> [Extrait de page]:
---------------

Comment se sont-ils rencontrés ? Ils sont de la même génération, habitent des villes voisines. Plusieurs d’entre eux sont du bâtiment (maçons, couvreur, journaliers) : peut-être se sont-ils connus sur un chantier ?

 

Et qu’en est-il de l’affaire des 8 voleurs ? Je n’ai pas trouvé trace d’un procès, mais plusieurs de nos vauriens ont été condamnés en décembre 1910 :

  • René Fabreguettes a eu 3 mois pour vol et vagabondage.
  • Charles Lisseau a été condamné à la même date à 3 mois avec sursis pour « vol, vol de récolte et vagabondage ». Récidiviste, il est à nouveau condamné pour vol à 4 mois de prison ferme en janvier 1913.

---------------

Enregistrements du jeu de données
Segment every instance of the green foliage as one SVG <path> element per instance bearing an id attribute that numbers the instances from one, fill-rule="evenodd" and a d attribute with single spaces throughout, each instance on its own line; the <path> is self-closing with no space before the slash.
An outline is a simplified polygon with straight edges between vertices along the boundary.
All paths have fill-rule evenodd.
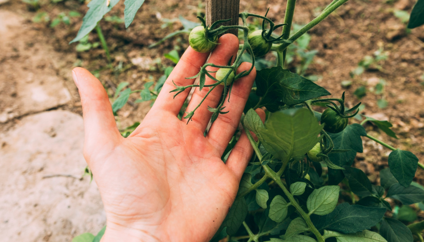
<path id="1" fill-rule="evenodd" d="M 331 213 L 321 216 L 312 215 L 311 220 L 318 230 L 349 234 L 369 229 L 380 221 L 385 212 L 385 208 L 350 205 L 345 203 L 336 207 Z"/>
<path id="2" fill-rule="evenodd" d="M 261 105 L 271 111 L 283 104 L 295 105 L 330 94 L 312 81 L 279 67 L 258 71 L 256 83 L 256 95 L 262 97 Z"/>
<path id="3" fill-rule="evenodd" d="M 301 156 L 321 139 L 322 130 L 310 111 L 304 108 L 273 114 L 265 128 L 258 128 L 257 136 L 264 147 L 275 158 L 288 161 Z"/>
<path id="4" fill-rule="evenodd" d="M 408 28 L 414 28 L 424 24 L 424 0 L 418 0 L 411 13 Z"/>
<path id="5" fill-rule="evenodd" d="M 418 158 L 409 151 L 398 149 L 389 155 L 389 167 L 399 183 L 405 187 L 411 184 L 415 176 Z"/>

---------------

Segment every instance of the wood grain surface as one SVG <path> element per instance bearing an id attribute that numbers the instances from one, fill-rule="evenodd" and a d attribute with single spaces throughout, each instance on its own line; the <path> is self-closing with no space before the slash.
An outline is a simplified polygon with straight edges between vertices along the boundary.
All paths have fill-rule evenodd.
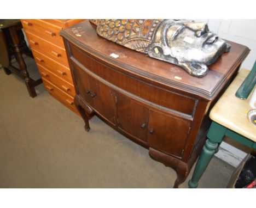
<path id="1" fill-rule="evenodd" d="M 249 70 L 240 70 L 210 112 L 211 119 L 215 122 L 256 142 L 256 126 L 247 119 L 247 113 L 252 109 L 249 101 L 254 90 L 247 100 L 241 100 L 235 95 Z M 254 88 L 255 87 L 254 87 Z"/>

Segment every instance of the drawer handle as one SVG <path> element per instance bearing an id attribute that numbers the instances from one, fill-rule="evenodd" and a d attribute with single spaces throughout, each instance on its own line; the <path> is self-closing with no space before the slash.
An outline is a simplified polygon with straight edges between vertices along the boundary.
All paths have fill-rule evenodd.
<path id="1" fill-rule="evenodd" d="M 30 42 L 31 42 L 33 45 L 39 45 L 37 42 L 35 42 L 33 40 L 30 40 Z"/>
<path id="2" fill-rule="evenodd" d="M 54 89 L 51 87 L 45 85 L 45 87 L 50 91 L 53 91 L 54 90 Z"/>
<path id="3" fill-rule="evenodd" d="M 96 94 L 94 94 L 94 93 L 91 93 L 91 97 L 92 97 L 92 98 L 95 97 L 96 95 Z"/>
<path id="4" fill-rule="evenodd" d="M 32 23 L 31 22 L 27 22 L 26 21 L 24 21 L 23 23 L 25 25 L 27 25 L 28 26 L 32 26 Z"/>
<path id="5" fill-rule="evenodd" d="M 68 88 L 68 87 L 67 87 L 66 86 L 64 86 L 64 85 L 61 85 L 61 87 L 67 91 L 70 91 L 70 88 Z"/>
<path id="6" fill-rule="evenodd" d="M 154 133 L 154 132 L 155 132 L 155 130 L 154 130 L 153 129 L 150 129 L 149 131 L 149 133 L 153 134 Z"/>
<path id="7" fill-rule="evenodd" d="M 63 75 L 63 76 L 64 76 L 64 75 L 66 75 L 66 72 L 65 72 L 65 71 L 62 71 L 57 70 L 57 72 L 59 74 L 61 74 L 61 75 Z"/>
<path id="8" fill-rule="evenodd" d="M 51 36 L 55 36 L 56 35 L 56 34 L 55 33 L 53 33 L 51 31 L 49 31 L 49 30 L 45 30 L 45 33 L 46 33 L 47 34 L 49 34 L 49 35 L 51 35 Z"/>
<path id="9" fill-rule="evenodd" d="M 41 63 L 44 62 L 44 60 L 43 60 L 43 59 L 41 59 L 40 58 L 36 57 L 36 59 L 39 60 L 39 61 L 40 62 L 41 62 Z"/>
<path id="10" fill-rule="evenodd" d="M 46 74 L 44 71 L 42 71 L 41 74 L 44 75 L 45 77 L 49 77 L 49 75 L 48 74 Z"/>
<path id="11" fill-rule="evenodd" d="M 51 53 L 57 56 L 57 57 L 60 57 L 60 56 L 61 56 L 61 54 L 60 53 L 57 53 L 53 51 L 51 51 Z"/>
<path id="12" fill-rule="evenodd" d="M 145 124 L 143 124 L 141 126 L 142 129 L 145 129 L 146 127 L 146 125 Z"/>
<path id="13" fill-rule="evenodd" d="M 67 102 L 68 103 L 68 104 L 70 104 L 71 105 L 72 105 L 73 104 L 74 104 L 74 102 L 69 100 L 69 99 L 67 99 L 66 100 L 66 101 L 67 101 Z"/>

---------------

> [Consigne 1]: Traduisez en anglais la phrase suivante, tirée de l'extrait sur l'affaire des 8 voleurs : « René Fabreguettes a eu 3 mois pour vol et vagabondage. »
> [Consigne 2]: Dans les enregistrements, modifiez tout ce qui va de la ligne contenant « Segment every instance of the drawer » jusqu'à la ligne contenant « 54 89 L 51 87 », bornes incluses, en remplaçant « straight edges » par « linear edges » sans rien changer d'autre. Restituez uniquement ces lignes.
Le texte et les enregistrements sont indépendants l'un de l'autre.

> [Solution proposée 1]: René Fabreguettes got 3 months for theft and vagrancy.

> [Solution proposée 2]:
Segment every instance of the drawer handle as one SVG <path> element per instance bearing an id attribute that numbers the instances from one, fill-rule="evenodd" and a d attribute with single spaces throughout, each instance on its own line; the <path> is self-closing with no space before the slash.
An outline is a simplified polygon with linear edges between vertices along the boundary.
All paths have fill-rule evenodd.
<path id="1" fill-rule="evenodd" d="M 30 42 L 31 42 L 33 45 L 39 45 L 37 42 L 35 42 L 33 40 L 30 40 Z"/>
<path id="2" fill-rule="evenodd" d="M 54 89 L 51 87 L 45 85 L 45 87 L 50 91 L 53 91 L 54 90 Z"/>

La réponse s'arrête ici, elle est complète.